### EXTRACTED ENTRIES
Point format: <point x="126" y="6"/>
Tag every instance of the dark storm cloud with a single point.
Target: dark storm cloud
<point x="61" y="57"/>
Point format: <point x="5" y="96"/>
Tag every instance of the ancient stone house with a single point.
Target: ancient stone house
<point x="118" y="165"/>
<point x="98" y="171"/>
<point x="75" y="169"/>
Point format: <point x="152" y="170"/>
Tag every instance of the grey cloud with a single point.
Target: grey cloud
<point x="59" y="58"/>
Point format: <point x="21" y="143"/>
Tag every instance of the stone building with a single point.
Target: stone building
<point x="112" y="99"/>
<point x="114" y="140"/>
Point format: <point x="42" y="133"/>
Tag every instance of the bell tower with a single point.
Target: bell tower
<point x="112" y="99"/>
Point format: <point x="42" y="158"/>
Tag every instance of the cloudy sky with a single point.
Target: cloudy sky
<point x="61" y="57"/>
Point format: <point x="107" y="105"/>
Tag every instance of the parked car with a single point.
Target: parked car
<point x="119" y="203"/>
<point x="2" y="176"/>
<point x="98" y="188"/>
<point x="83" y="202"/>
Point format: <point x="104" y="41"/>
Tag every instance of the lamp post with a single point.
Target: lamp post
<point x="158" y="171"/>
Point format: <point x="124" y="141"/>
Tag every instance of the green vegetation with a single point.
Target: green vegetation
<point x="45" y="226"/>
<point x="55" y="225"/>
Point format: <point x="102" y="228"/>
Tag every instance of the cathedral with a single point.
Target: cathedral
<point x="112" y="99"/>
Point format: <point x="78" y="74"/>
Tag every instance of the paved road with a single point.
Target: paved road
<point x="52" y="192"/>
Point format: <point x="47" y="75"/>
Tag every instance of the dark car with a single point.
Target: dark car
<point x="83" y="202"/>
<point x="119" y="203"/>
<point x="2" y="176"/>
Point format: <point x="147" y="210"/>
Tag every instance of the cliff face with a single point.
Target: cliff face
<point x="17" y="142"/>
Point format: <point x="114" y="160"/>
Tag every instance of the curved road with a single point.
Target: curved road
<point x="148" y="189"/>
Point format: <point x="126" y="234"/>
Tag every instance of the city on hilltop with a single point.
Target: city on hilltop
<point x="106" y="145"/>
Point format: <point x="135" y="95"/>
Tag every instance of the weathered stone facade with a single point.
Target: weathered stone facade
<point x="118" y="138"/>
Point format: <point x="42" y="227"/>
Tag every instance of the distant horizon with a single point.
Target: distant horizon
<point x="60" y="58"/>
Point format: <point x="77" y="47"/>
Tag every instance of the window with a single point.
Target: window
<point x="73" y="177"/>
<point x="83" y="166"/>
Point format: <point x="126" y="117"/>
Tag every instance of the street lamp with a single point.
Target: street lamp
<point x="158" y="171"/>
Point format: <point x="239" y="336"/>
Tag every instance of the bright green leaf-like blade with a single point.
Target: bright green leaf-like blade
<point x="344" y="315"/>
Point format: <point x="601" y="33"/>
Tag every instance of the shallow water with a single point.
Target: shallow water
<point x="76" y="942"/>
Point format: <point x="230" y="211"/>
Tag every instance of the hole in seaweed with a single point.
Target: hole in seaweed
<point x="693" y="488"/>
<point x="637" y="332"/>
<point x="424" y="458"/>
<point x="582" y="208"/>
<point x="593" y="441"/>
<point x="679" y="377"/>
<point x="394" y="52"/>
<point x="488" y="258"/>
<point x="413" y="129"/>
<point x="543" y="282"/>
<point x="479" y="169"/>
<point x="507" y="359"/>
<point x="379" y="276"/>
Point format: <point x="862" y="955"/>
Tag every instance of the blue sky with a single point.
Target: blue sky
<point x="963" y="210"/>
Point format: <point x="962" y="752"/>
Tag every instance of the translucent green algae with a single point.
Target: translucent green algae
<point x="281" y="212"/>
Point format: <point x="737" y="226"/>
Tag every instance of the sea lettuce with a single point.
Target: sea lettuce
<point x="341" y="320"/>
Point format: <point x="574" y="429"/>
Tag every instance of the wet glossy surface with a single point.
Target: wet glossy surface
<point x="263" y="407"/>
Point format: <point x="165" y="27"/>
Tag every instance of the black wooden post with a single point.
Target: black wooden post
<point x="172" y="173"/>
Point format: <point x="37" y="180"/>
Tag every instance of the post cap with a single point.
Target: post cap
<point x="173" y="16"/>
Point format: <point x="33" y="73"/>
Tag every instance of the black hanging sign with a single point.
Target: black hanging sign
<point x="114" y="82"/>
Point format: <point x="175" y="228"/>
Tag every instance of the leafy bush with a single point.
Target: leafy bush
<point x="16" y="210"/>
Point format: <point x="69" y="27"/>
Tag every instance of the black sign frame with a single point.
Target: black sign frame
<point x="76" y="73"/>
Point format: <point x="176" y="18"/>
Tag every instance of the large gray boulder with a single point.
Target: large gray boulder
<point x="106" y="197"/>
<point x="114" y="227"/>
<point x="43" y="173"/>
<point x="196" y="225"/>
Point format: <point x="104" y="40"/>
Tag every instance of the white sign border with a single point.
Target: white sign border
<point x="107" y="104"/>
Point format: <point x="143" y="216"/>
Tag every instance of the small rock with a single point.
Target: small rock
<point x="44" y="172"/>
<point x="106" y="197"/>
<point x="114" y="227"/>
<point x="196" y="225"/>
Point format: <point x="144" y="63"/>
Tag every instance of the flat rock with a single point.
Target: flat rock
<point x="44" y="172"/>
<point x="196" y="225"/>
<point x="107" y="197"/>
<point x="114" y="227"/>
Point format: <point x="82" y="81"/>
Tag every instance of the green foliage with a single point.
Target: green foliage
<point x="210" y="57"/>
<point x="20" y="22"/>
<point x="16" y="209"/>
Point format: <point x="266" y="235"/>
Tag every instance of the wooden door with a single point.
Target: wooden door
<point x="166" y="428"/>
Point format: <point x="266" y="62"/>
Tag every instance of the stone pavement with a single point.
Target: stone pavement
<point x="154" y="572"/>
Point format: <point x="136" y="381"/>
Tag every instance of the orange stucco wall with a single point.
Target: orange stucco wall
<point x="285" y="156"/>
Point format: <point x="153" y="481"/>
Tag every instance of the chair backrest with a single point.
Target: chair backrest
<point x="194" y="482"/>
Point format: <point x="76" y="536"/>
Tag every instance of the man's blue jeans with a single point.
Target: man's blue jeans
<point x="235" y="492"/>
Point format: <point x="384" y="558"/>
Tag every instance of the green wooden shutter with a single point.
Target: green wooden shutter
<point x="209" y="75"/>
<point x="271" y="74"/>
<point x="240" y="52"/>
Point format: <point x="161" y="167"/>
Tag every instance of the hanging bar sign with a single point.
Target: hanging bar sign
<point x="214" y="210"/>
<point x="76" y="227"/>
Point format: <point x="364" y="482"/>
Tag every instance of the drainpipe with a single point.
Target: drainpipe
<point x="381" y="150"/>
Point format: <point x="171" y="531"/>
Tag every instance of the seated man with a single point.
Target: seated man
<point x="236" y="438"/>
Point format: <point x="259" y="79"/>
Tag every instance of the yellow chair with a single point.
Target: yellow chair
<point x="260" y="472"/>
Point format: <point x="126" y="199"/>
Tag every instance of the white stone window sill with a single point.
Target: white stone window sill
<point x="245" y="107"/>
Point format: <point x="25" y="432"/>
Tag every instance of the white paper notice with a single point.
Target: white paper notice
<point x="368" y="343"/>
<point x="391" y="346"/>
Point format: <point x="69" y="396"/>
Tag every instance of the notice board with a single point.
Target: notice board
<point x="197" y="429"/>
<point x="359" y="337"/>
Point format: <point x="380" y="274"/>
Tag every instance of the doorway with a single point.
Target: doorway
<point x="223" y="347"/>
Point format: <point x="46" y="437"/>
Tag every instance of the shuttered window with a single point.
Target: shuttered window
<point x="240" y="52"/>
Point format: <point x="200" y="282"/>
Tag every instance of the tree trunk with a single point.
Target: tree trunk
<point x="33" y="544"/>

### WHAT THE TASK ASKS
Reproduce every entry shown above, precisely as it stands.

### ANSWER TO THE TASK
Point format: <point x="126" y="6"/>
Tag every instance of the dark storm cloud with a single point.
Target: dark storm cloud
<point x="61" y="57"/>
Point format: <point x="5" y="96"/>
Tag every instance of the ancient stone house with a single point.
Target: ancient stone house
<point x="118" y="165"/>
<point x="98" y="171"/>
<point x="75" y="169"/>
Point format: <point x="152" y="170"/>
Tag every instance of the grey cloud with a single point.
Target: grey cloud
<point x="59" y="58"/>
Point format: <point x="21" y="143"/>
Tag every instance of the stone building with a single point.
Target: stone building
<point x="112" y="99"/>
<point x="114" y="140"/>
Point format: <point x="42" y="133"/>
Tag every instance of the bell tower with a single point.
Target: bell tower
<point x="112" y="99"/>
Point format: <point x="42" y="158"/>
Tag every instance of the cloudy sky with a single point.
Target: cloudy sky
<point x="61" y="57"/>
Point format: <point x="107" y="105"/>
Tag every instance of the parked car with a single point.
Target: parked car
<point x="119" y="203"/>
<point x="2" y="176"/>
<point x="98" y="188"/>
<point x="83" y="202"/>
Point format: <point x="104" y="41"/>
Tag every instance of the lamp post with a single point.
Target: lamp post
<point x="158" y="171"/>
Point format: <point x="124" y="141"/>
Tag every instance of the green vegetation with a single point.
Target: green vegetation
<point x="45" y="226"/>
<point x="55" y="225"/>
Point format: <point x="102" y="228"/>
Tag every instance of the cathedral with a single point.
Target: cathedral
<point x="112" y="99"/>
Point format: <point x="78" y="74"/>
Tag every instance of the paved road with a single point.
Target: paved road
<point x="52" y="192"/>
Point format: <point x="47" y="75"/>
Tag every instance of the dark car with a single point.
Target: dark car
<point x="83" y="202"/>
<point x="119" y="203"/>
<point x="2" y="176"/>
Point format: <point x="147" y="210"/>
Tag every instance of the cliff face with a single point.
Target: cliff face
<point x="17" y="142"/>
Point format: <point x="114" y="160"/>
Tag every instance of the curved road with a single point.
Target: curved road
<point x="148" y="189"/>
Point format: <point x="126" y="234"/>
Tag every instance of the city on hilltop with a single point.
Target: city on hilltop
<point x="106" y="145"/>
Point format: <point x="135" y="95"/>
Tag every instance of the weathered stone facade with a single point.
Target: weathered stone facade
<point x="118" y="138"/>
Point format: <point x="42" y="227"/>
Tag every instance of the distant horizon with a single point.
Target: distant horizon
<point x="60" y="58"/>
Point format: <point x="77" y="47"/>
Tag every instance of the window with a single point.
Target: window
<point x="73" y="177"/>
<point x="83" y="166"/>
Point format: <point x="126" y="117"/>
Tag every instance of the street lamp with a single point.
Target: street lamp
<point x="158" y="171"/>
Point format: <point x="239" y="336"/>
Tag every instance of the bright green leaf-like blade with a single point.
Target: bright green leaf-like blade
<point x="344" y="315"/>
Point format: <point x="601" y="33"/>
Tag every instance of the shallow water with a single point.
Target: shallow water
<point x="76" y="942"/>
Point format: <point x="230" y="211"/>
Tag every instance of the hole in seaweed with a single point.
Target: hole in seaweed
<point x="693" y="488"/>
<point x="637" y="332"/>
<point x="424" y="458"/>
<point x="582" y="208"/>
<point x="593" y="441"/>
<point x="679" y="377"/>
<point x="394" y="52"/>
<point x="488" y="258"/>
<point x="413" y="129"/>
<point x="543" y="282"/>
<point x="479" y="169"/>
<point x="507" y="359"/>
<point x="379" y="276"/>
Point format: <point x="862" y="955"/>
Tag every instance of the blue sky with a single point.
Target: blue sky
<point x="963" y="210"/>
Point format: <point x="962" y="752"/>
Tag every instance of the translucent green algae with a single point.
Target: translucent green algae
<point x="281" y="212"/>
Point format: <point x="737" y="226"/>
Tag every instance of the sea lettuce with a single point.
Target: sea lettuce
<point x="341" y="320"/>
Point format: <point x="574" y="429"/>
Tag every instance of the wet glossy surface with a single point.
Target: wet glossy surface
<point x="263" y="407"/>
Point format: <point x="165" y="27"/>
Tag every instance of the black wooden post with a single point.
Target: black wooden post
<point x="172" y="173"/>
Point format: <point x="37" y="180"/>
Tag every instance of the post cap with a single point.
Target: post cap
<point x="173" y="16"/>
Point format: <point x="33" y="73"/>
Tag every instance of the black hanging sign with a single point.
Target: black hanging sign
<point x="114" y="82"/>
Point format: <point x="175" y="228"/>
Tag every instance of the leafy bush with a single point.
Target: leafy bush
<point x="16" y="210"/>
Point format: <point x="69" y="27"/>
Tag every instance of the black sign frame with a single point.
Target: black sign frame
<point x="76" y="73"/>
Point format: <point x="176" y="18"/>
Tag every instance of the large gray boulder with a single point.
Target: large gray boulder
<point x="106" y="197"/>
<point x="114" y="227"/>
<point x="43" y="173"/>
<point x="196" y="225"/>
Point format: <point x="104" y="40"/>
Tag every instance of the white sign border with a single point.
Target: white sign border
<point x="107" y="104"/>
Point format: <point x="143" y="216"/>
Tag every instance of the small rock with a single point.
Target: small rock
<point x="44" y="172"/>
<point x="106" y="197"/>
<point x="114" y="227"/>
<point x="196" y="225"/>
Point format: <point x="144" y="63"/>
Tag every instance of the flat rock with a single point.
Target: flat rock
<point x="44" y="172"/>
<point x="196" y="225"/>
<point x="107" y="197"/>
<point x="114" y="227"/>
Point format: <point x="82" y="81"/>
Tag every instance of the green foliage with a single point.
Target: green foliage
<point x="210" y="57"/>
<point x="20" y="22"/>
<point x="16" y="209"/>
Point format: <point x="266" y="235"/>
Tag every instance of the wooden door with a single point.
Target: wooden door
<point x="166" y="428"/>
Point format: <point x="266" y="62"/>
Tag every instance of the stone pavement with a single point.
Target: stone pavement
<point x="154" y="572"/>
Point format: <point x="136" y="381"/>
Tag every instance of the orange stucco wall with a single point.
Target: orange stucco wall
<point x="285" y="156"/>
Point format: <point x="153" y="481"/>
Tag every instance of the chair backrest with a single point.
Target: chair backrest
<point x="194" y="482"/>
Point format: <point x="76" y="536"/>
Tag every instance of the man's blue jeans with a single point.
Target: man's blue jeans
<point x="235" y="492"/>
Point format: <point x="384" y="558"/>
Tag every instance of the green wooden shutter with a single point.
Target: green wooden shutter
<point x="209" y="75"/>
<point x="271" y="74"/>
<point x="240" y="52"/>
Point format: <point x="161" y="167"/>
Tag every instance of the hanging bar sign with a single point.
Target: hanging bar sign
<point x="214" y="210"/>
<point x="76" y="227"/>
Point format: <point x="364" y="482"/>
Tag every instance of the drainpipe with a single point.
Target: drainpipe
<point x="381" y="150"/>
Point format: <point x="171" y="531"/>
Tag every instance of the seated man with a single point.
Target: seated man
<point x="236" y="438"/>
Point format: <point x="259" y="79"/>
Tag every instance of the yellow chair with a single point.
Target: yellow chair
<point x="260" y="472"/>
Point format: <point x="126" y="199"/>
Tag every instance of the white stone window sill with a single point.
Target: white stone window sill
<point x="245" y="107"/>
Point format: <point x="25" y="432"/>
Tag every instance of the white paper notice with a single point.
Target: white paper notice
<point x="368" y="343"/>
<point x="391" y="346"/>
Point format: <point x="69" y="396"/>
Tag every instance of the notice board with a single point.
Target: notice board
<point x="197" y="429"/>
<point x="359" y="337"/>
Point format: <point x="380" y="274"/>
Tag every instance of the doorway with a single point.
Target: doorway
<point x="223" y="347"/>
Point format: <point x="46" y="437"/>
Tag every instance of the shuttered window with a single point.
Target: shuttered window
<point x="240" y="52"/>
Point format: <point x="200" y="282"/>
Tag every instance of the tree trunk with a single point.
Target: tree trunk
<point x="33" y="544"/>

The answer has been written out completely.